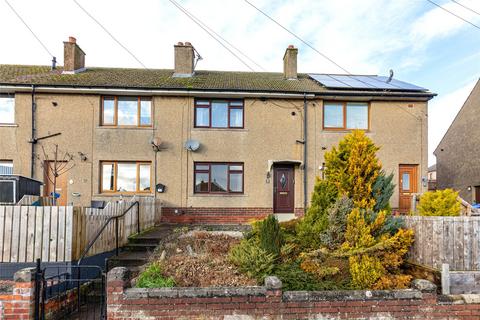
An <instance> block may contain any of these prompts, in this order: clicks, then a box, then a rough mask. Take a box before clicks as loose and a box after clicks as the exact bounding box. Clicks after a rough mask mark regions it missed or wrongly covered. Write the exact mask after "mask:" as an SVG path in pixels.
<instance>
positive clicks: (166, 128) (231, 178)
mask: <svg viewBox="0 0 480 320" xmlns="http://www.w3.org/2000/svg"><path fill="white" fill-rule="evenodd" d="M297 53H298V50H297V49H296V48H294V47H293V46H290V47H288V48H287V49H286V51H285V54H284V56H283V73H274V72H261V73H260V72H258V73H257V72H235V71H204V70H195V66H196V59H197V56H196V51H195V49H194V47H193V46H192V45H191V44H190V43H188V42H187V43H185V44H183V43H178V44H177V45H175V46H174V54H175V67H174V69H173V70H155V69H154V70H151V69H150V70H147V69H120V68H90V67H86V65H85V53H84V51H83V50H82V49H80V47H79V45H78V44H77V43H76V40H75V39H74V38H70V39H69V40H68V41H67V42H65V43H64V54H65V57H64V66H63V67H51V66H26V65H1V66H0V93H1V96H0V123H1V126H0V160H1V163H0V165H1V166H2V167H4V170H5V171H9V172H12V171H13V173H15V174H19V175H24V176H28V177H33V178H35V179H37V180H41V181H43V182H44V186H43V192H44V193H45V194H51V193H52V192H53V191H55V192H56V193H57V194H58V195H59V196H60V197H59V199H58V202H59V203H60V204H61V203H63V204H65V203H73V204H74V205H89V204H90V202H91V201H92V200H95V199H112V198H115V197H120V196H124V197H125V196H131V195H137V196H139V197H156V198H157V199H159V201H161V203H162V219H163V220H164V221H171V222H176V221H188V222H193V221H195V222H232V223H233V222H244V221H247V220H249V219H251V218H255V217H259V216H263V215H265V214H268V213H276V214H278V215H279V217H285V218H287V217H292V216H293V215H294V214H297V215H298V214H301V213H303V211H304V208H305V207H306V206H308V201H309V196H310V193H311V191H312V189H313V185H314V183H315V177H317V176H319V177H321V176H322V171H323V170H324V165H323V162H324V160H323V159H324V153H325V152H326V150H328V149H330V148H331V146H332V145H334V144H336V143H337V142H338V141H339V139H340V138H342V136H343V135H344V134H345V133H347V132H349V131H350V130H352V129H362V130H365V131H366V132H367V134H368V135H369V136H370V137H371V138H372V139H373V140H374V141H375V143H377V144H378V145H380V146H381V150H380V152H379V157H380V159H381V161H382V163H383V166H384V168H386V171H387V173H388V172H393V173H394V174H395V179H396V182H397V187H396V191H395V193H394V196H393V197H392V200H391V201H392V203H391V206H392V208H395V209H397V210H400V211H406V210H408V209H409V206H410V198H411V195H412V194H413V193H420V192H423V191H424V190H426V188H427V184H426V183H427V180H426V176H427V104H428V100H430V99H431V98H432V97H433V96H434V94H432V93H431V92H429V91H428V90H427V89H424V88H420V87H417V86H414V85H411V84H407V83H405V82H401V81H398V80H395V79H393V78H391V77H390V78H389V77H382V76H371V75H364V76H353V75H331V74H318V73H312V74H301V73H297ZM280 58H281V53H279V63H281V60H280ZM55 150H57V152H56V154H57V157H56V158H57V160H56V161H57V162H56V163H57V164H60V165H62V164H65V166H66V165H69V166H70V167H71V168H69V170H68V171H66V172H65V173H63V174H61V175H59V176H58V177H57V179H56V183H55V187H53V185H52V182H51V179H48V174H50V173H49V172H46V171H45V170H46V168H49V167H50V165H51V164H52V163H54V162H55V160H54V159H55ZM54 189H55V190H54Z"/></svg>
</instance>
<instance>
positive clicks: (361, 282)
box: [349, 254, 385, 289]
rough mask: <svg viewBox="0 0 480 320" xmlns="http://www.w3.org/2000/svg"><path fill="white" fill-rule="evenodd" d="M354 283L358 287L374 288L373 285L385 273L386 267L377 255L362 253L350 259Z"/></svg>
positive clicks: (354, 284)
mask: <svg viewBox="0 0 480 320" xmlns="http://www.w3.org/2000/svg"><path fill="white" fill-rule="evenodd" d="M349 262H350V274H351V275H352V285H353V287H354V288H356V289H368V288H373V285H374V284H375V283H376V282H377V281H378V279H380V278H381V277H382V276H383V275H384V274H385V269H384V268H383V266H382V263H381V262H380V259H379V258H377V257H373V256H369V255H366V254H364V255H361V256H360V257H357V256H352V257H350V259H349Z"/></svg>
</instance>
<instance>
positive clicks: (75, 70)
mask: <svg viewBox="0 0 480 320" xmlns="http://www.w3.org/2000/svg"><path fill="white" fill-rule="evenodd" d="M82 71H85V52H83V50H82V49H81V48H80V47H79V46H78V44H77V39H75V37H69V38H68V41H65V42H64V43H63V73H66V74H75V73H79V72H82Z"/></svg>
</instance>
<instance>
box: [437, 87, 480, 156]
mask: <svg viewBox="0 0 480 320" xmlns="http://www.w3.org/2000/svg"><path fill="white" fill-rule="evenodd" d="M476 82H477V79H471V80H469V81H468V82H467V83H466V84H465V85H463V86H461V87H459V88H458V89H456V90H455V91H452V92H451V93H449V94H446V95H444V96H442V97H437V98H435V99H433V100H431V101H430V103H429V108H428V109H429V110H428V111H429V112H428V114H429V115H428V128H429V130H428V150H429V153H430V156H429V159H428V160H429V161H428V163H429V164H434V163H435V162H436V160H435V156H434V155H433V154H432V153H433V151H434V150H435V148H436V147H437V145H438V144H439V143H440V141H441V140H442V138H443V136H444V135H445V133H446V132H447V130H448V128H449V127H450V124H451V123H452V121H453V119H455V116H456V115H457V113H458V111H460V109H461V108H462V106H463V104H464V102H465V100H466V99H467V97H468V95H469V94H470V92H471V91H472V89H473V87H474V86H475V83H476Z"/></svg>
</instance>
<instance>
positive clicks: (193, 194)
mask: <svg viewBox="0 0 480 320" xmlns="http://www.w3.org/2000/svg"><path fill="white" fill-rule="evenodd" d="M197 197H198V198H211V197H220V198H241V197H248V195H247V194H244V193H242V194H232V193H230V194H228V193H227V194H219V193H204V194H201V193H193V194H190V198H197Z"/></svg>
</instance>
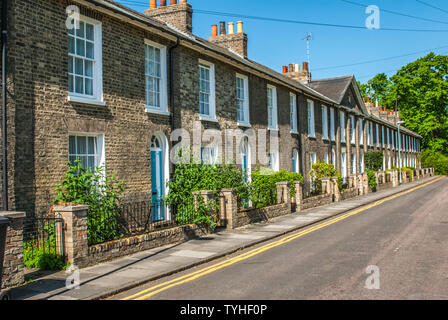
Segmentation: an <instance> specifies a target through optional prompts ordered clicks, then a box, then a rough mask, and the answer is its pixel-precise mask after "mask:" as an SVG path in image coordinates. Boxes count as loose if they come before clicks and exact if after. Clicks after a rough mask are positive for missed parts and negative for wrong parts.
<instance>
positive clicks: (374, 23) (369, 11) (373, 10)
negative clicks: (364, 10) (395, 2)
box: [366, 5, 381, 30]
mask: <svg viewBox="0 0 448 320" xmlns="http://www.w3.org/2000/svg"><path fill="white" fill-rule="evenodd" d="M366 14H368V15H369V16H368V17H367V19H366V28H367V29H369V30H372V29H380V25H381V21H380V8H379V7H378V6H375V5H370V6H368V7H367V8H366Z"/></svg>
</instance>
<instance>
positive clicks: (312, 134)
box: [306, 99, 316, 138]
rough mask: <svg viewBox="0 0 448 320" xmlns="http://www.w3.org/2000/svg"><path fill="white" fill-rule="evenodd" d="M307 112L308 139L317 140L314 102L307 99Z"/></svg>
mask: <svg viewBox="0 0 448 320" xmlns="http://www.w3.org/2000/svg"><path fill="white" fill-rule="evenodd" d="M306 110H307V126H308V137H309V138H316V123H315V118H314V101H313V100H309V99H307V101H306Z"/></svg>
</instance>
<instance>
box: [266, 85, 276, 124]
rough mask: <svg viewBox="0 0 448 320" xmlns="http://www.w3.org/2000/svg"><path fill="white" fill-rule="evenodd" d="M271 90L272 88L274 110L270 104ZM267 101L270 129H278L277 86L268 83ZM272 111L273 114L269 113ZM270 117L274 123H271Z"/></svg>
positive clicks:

GOAL OF THE EXERCISE
Find "112L308 139L317 140L314" in the records above. Repeat its line and every later line exactly, through the last one.

SOLUTION FOR THIS PROBLEM
rough mask: <svg viewBox="0 0 448 320" xmlns="http://www.w3.org/2000/svg"><path fill="white" fill-rule="evenodd" d="M307 112L308 139L317 140L314 102L307 99Z"/></svg>
mask: <svg viewBox="0 0 448 320" xmlns="http://www.w3.org/2000/svg"><path fill="white" fill-rule="evenodd" d="M306 110H307V126H308V137H309V138H316V123H315V118H314V101H313V100H309V99H307V101H306Z"/></svg>
</instance>
<instance>
box: [266, 85, 276, 124]
rough mask: <svg viewBox="0 0 448 320" xmlns="http://www.w3.org/2000/svg"><path fill="white" fill-rule="evenodd" d="M271 90L272 88L274 110L270 104ZM267 101L270 129H278L277 86L268 83ZM272 111L273 114L269 113ZM270 117L274 123H271Z"/></svg>
positive clicks:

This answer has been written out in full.